-- Task --
Below are records; please write out exactly the lines from the first line through the line containing "point_to MUST indicate the night", with no pictures.

(Point-per-instance localization data)
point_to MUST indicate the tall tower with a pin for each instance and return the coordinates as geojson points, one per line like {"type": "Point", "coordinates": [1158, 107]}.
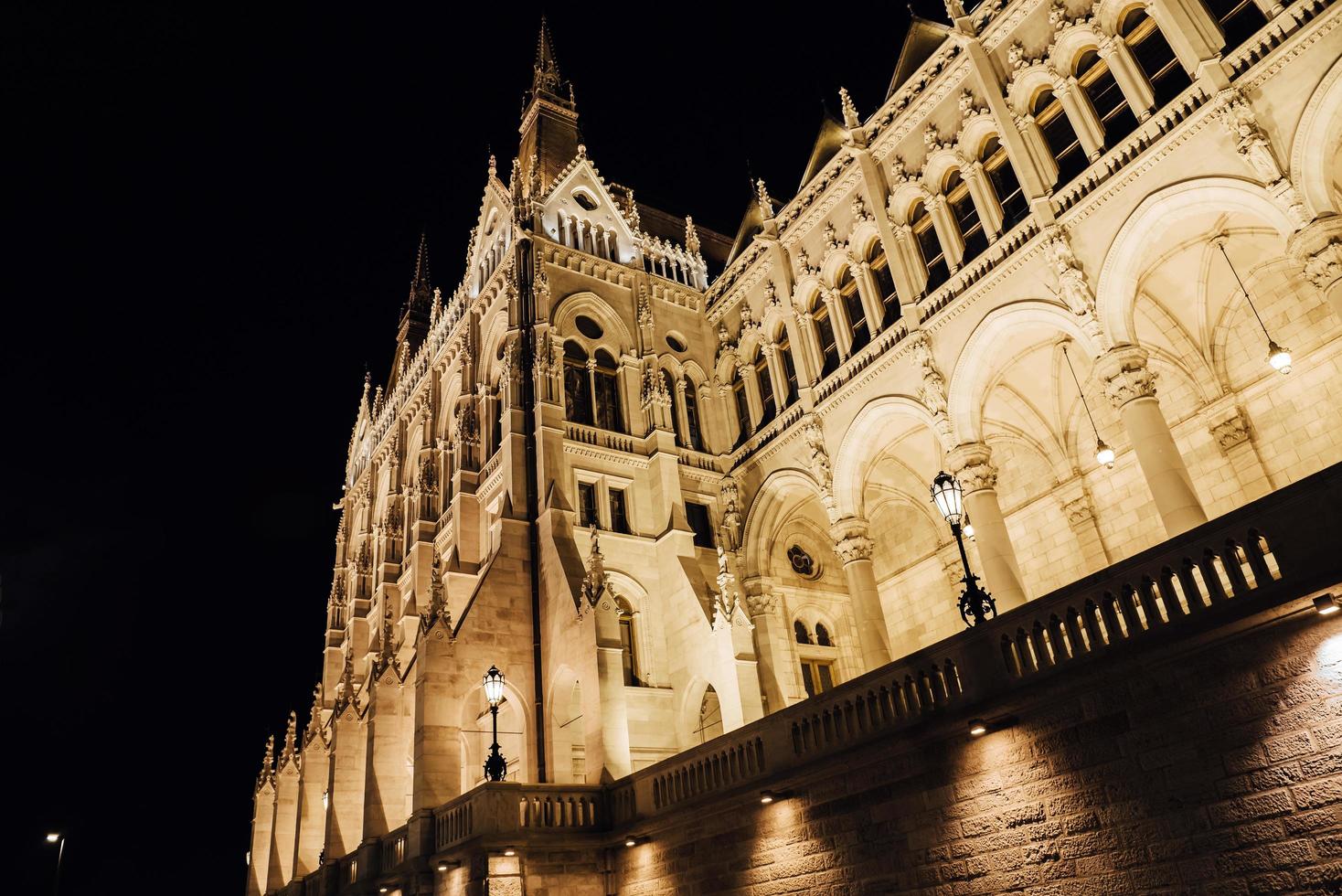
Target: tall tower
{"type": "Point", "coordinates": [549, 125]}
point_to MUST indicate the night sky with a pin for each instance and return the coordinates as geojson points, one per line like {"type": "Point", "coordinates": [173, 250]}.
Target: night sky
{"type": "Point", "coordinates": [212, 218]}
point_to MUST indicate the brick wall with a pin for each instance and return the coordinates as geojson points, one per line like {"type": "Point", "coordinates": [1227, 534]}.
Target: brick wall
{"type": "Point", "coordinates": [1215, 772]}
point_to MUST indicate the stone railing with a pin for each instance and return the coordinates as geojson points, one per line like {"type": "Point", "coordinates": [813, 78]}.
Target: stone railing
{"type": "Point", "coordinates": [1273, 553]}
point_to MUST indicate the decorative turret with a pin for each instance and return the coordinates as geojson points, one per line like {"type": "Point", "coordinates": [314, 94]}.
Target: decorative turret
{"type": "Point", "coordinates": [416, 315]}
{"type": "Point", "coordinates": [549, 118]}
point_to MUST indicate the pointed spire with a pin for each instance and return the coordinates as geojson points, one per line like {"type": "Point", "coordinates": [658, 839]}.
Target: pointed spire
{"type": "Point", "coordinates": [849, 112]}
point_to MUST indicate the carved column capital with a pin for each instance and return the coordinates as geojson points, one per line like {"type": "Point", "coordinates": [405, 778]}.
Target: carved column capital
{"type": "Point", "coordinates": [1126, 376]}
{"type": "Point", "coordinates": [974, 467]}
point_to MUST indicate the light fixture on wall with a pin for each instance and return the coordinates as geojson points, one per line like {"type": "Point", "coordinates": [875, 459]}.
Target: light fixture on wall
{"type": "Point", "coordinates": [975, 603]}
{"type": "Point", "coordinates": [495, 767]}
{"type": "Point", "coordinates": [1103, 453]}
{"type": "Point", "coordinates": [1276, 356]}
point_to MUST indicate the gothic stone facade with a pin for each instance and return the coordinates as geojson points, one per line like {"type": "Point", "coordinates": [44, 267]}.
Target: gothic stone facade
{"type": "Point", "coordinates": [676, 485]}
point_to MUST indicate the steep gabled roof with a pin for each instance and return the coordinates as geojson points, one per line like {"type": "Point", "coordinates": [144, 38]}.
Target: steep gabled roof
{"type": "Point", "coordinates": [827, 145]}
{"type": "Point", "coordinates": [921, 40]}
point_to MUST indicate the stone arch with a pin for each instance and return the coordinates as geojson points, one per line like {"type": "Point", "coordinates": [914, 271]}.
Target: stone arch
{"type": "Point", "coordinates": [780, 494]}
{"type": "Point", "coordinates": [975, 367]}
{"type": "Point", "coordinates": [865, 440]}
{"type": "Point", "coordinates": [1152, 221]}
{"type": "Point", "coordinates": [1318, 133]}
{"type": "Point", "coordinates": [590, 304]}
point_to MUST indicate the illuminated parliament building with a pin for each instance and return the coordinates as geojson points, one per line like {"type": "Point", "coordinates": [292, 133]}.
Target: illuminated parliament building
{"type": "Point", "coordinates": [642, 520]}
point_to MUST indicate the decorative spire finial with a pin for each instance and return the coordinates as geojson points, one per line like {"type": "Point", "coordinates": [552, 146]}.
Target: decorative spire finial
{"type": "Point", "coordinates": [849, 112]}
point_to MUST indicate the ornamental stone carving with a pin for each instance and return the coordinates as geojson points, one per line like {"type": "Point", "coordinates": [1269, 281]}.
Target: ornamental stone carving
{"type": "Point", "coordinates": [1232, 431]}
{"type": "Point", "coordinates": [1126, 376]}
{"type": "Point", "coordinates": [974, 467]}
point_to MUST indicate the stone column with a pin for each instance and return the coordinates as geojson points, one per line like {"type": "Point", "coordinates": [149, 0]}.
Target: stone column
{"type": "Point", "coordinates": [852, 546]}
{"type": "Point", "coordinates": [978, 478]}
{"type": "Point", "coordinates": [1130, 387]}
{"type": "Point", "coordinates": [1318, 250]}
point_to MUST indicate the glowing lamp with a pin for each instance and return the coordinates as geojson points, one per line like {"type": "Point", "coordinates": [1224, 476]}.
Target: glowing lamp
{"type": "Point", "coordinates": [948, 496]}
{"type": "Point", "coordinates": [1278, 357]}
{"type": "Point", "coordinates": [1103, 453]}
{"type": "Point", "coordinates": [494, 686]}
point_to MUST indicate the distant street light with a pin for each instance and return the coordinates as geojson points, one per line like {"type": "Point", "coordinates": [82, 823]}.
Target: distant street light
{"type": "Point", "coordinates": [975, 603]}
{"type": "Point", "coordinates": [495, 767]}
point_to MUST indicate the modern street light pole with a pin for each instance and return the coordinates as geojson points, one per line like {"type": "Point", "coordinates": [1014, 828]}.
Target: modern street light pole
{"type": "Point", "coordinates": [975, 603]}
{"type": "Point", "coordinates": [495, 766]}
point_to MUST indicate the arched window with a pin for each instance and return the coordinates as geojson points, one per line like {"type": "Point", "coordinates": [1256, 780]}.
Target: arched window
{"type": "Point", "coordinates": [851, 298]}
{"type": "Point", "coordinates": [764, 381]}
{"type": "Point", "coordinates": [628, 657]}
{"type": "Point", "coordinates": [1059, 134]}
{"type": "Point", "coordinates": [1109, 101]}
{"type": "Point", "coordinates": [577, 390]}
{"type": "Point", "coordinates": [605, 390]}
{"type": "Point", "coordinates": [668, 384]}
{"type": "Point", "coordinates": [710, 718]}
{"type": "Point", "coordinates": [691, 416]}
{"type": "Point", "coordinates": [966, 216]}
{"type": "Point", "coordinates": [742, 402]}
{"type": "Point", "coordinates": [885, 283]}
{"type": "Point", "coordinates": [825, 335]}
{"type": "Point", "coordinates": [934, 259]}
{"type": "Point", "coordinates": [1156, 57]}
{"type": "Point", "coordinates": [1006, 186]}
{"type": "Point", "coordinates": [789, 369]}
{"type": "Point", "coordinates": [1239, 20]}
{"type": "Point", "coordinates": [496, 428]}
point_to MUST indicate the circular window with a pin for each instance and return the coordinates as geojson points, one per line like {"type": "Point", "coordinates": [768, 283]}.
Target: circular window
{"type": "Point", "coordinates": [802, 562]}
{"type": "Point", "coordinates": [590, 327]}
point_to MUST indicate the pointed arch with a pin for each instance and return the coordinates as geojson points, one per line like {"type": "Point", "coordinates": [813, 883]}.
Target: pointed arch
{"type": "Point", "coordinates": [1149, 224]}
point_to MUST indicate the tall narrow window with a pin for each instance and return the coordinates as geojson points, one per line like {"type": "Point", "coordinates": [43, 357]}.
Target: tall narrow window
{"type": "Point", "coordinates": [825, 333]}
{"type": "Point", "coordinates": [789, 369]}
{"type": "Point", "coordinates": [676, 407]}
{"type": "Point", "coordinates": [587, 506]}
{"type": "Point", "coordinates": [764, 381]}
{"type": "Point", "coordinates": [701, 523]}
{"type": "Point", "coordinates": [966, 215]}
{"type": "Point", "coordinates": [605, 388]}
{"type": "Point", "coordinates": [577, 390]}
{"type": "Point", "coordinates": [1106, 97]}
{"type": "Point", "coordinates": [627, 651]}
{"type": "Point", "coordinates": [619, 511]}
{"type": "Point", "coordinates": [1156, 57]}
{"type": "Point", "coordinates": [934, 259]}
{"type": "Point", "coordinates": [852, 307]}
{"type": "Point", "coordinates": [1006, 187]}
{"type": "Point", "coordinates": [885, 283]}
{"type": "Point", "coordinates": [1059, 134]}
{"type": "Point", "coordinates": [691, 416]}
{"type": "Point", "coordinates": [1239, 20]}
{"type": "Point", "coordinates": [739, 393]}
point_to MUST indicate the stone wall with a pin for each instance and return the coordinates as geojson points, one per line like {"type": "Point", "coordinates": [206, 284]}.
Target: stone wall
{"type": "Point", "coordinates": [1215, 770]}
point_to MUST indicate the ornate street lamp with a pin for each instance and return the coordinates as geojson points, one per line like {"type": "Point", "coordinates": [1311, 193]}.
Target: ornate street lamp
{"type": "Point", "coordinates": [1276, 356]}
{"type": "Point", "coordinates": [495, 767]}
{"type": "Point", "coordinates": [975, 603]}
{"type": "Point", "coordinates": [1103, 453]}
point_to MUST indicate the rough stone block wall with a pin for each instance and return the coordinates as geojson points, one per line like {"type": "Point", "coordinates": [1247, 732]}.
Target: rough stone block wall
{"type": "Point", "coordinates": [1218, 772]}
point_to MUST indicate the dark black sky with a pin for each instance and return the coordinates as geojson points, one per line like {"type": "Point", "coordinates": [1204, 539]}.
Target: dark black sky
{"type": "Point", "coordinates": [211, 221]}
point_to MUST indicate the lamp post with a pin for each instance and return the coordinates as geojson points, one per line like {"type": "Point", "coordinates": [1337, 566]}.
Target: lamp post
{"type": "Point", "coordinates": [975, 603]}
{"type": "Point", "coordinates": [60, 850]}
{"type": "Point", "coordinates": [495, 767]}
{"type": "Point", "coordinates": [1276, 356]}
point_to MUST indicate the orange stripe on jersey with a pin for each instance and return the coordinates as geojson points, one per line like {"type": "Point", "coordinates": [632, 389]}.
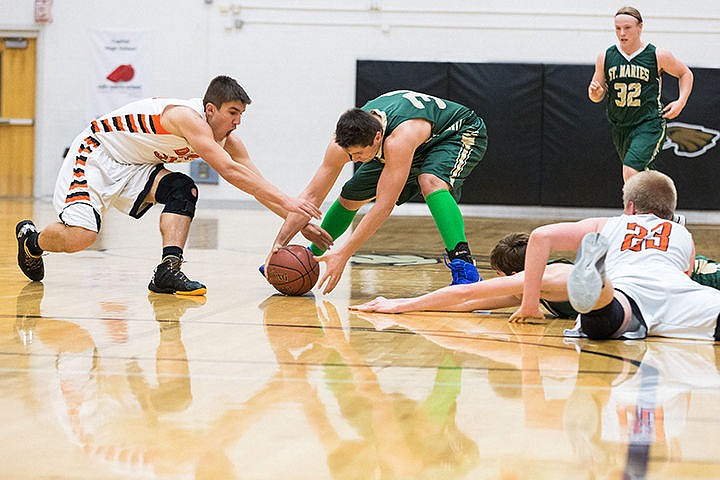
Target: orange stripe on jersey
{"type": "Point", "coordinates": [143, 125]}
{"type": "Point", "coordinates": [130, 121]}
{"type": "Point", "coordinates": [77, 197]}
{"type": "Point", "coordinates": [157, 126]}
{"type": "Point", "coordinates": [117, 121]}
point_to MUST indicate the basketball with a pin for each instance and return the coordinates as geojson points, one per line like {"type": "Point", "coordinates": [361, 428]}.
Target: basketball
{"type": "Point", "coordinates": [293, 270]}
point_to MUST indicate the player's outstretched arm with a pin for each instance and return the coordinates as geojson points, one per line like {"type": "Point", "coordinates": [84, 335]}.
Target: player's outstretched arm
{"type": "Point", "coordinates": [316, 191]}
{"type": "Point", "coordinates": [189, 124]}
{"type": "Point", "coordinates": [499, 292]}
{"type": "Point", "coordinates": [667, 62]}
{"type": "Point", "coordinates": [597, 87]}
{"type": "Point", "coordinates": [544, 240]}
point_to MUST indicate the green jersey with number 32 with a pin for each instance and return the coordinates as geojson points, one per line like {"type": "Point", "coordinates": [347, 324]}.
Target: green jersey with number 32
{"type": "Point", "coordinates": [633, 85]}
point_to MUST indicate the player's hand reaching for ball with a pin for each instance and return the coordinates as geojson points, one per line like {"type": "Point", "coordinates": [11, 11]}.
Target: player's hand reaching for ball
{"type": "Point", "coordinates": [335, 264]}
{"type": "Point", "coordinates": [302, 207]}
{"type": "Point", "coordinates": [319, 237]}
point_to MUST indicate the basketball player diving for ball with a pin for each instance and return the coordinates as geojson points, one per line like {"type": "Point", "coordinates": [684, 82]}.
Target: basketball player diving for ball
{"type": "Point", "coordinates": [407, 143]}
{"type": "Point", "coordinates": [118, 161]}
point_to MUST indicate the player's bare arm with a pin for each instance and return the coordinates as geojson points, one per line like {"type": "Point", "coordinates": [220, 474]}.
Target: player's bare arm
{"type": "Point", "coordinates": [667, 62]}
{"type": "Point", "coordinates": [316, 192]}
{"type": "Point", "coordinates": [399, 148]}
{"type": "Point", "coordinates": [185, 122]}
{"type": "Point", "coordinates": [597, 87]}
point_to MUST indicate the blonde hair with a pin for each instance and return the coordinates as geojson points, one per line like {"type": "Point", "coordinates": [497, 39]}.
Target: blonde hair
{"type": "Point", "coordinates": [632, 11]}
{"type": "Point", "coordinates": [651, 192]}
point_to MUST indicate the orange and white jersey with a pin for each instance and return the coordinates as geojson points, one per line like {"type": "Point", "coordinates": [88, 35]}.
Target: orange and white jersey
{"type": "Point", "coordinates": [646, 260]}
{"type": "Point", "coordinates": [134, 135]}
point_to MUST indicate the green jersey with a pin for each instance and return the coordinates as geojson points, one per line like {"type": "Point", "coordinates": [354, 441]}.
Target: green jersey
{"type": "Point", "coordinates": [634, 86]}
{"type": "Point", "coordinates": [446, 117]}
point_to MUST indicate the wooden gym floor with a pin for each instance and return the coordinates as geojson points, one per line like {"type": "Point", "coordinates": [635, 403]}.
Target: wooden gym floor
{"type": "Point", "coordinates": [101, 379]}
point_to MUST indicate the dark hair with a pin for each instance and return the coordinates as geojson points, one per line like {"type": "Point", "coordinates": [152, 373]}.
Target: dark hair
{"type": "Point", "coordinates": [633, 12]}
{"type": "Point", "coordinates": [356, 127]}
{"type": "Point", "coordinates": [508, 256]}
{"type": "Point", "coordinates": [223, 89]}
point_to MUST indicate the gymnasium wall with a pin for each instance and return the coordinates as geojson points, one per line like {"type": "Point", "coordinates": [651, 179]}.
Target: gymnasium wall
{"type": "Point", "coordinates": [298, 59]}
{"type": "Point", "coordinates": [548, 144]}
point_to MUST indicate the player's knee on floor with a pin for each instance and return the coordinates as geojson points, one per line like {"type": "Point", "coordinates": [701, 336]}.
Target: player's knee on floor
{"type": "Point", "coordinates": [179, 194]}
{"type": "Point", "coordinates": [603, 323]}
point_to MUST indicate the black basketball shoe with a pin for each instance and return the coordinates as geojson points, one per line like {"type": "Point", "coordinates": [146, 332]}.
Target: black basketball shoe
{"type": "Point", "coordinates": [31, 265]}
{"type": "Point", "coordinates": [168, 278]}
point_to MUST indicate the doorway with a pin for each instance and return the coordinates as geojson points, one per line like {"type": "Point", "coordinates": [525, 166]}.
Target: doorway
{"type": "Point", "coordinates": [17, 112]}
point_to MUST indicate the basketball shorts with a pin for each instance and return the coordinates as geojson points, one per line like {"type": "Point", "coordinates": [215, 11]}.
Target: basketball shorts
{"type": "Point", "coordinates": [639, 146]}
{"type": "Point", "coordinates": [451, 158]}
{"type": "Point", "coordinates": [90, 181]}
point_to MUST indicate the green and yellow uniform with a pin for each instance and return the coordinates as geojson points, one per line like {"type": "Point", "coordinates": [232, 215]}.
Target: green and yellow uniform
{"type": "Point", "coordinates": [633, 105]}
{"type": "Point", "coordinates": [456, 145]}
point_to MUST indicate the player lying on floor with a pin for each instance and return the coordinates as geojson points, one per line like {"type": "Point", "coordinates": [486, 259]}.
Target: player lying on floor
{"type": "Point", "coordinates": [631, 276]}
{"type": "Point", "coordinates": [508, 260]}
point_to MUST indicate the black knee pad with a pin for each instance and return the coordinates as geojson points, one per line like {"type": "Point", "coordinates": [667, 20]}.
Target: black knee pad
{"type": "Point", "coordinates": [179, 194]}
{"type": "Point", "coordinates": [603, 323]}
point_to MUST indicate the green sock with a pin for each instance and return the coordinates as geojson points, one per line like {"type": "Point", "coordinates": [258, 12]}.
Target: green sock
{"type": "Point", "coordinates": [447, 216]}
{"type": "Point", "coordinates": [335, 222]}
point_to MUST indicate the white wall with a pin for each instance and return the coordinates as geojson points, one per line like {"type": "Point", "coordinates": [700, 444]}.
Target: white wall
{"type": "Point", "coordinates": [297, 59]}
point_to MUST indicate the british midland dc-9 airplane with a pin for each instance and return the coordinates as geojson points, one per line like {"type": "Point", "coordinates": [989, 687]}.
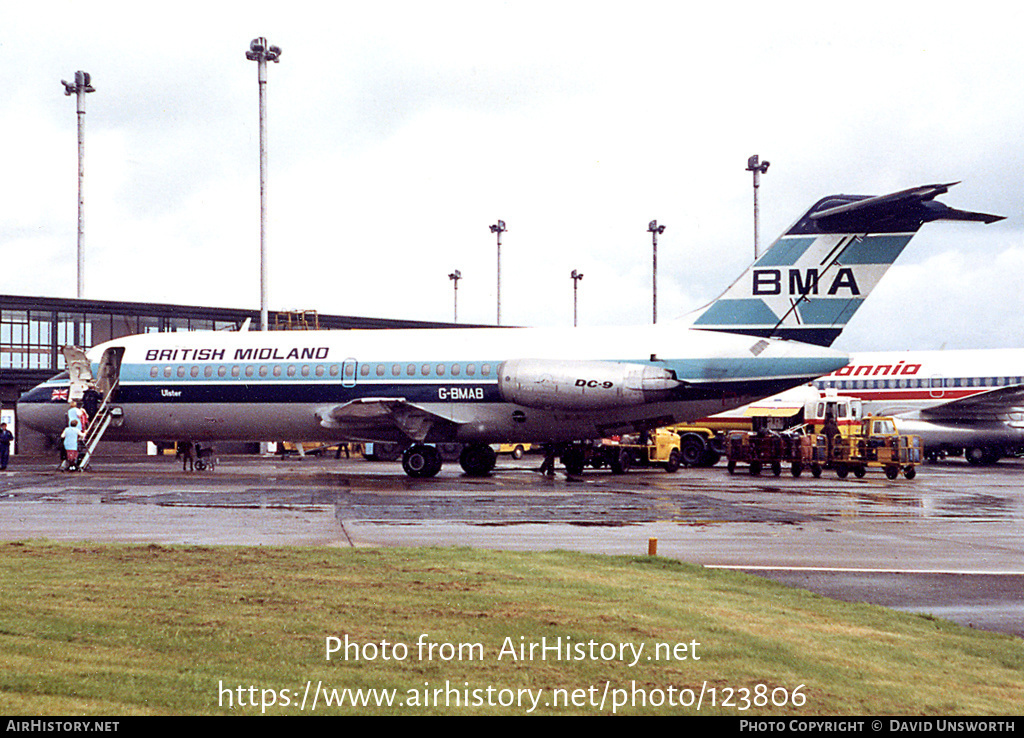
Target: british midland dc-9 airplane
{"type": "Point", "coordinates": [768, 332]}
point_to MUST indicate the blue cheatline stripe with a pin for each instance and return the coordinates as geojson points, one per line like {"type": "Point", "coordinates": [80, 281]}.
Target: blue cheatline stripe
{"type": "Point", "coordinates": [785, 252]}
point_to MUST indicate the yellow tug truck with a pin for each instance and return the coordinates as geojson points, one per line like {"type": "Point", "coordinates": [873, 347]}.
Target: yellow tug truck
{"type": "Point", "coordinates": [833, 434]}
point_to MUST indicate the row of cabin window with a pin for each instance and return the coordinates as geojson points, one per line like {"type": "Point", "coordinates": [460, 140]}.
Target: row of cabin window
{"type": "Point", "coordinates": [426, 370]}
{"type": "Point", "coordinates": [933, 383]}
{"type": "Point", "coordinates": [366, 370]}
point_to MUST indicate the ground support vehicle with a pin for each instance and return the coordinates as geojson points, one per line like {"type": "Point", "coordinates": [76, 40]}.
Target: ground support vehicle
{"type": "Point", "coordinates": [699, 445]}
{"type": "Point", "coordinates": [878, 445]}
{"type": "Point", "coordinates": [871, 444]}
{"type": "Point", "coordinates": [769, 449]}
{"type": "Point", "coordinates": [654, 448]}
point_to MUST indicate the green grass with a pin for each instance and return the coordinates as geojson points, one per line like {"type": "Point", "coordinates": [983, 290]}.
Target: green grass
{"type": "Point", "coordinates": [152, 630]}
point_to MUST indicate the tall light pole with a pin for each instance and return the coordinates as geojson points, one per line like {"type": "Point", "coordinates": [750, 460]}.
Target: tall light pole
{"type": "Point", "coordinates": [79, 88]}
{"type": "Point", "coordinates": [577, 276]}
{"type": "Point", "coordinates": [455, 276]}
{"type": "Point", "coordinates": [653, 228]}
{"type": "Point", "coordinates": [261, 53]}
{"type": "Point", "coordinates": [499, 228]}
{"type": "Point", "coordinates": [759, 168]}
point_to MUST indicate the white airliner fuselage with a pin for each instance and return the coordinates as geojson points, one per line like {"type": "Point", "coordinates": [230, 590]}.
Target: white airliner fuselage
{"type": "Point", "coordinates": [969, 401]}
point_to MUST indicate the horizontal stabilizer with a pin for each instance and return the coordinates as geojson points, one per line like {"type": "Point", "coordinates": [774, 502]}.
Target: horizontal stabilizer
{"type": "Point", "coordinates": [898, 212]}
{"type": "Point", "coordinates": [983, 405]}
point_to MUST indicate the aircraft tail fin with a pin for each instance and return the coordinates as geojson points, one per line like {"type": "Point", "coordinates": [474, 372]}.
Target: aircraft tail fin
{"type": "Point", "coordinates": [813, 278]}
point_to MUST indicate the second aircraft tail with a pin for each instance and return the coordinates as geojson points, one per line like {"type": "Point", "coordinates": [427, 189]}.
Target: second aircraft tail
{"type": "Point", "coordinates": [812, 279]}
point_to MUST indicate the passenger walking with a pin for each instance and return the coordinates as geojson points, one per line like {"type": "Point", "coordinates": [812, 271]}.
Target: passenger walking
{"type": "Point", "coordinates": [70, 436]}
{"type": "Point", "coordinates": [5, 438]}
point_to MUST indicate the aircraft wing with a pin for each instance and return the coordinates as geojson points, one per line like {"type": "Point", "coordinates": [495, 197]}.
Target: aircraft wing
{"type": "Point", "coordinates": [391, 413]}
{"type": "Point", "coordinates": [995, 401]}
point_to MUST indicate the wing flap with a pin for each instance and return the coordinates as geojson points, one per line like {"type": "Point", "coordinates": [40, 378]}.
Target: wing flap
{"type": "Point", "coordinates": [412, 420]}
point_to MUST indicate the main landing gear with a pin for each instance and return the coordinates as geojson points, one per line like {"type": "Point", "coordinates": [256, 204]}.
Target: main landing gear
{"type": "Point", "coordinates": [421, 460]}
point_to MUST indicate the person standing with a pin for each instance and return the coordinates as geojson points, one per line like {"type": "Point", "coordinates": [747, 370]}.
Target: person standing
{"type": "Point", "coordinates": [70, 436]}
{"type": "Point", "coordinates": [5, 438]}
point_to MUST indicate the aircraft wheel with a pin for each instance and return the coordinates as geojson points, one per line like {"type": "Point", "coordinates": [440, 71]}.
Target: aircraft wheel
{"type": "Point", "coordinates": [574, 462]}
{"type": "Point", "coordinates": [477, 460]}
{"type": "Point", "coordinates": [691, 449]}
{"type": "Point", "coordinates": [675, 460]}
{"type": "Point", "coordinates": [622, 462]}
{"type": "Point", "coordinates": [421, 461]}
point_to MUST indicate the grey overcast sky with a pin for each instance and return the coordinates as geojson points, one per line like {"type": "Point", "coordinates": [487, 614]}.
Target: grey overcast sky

-- Reply to the exercise --
point_to MUST indicate the tall tower with a pin for each instance and return the coordinates as geojson points, one per line like {"type": "Point", "coordinates": [1158, 107]}.
Target: tall tower
{"type": "Point", "coordinates": [549, 125]}
point_to MUST indicate the night sky with a pin for each instance and return the coordinates as geojson points, one per line like {"type": "Point", "coordinates": [173, 250]}.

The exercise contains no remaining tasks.